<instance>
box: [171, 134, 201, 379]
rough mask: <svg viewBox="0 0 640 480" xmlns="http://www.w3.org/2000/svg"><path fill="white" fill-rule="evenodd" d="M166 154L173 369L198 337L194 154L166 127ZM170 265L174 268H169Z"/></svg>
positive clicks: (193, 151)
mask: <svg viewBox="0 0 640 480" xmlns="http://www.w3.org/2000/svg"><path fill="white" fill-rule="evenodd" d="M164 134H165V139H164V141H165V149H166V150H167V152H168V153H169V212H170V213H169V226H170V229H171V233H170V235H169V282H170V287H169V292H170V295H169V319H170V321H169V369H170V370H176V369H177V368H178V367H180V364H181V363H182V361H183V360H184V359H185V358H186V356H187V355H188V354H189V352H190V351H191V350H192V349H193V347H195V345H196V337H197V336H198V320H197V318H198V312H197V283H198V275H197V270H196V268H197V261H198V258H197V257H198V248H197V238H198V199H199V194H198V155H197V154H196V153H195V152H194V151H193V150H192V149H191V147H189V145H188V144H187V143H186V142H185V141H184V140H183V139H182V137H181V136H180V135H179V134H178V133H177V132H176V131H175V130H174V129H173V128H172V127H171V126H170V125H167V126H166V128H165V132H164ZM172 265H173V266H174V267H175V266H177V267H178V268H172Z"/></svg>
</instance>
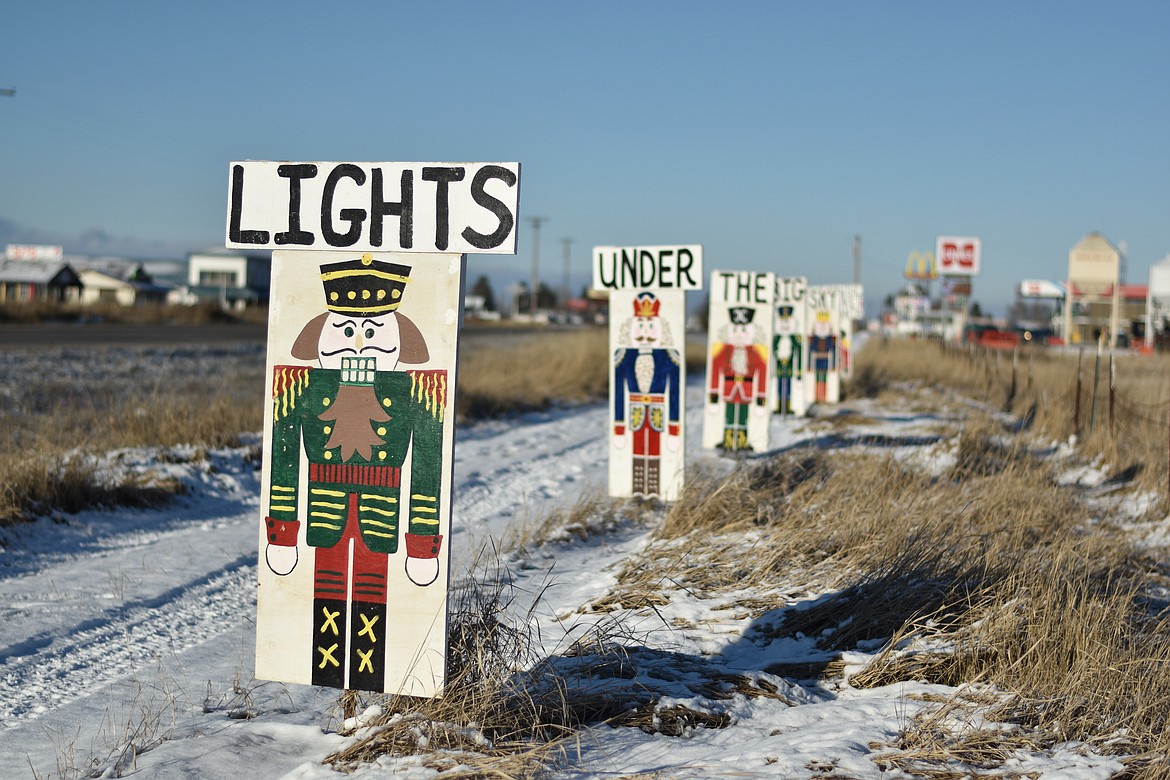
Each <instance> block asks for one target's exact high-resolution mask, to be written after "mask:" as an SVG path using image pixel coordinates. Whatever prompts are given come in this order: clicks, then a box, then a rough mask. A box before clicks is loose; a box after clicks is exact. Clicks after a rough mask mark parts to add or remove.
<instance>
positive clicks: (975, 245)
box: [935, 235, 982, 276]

★ ★ ★ ★

» Your goal:
After locating the line containing "</instance>" in the entries above, repeat only it and each later line through the end, exactly, without any pictures.

» Solution:
</instance>
Each <instance> block asks for one target's exact high-resolution mask, to be written after "mask:" as an SVG path using image pixel coordinates. Whatever prompts are given come in this order: clicks, then a box, then a rough mask. A box before clicks is loose; a box after clicks is exact. Clicks after a rough mask mark parts to add or remove.
<instance>
positive clicks: (975, 245)
box: [935, 235, 982, 276]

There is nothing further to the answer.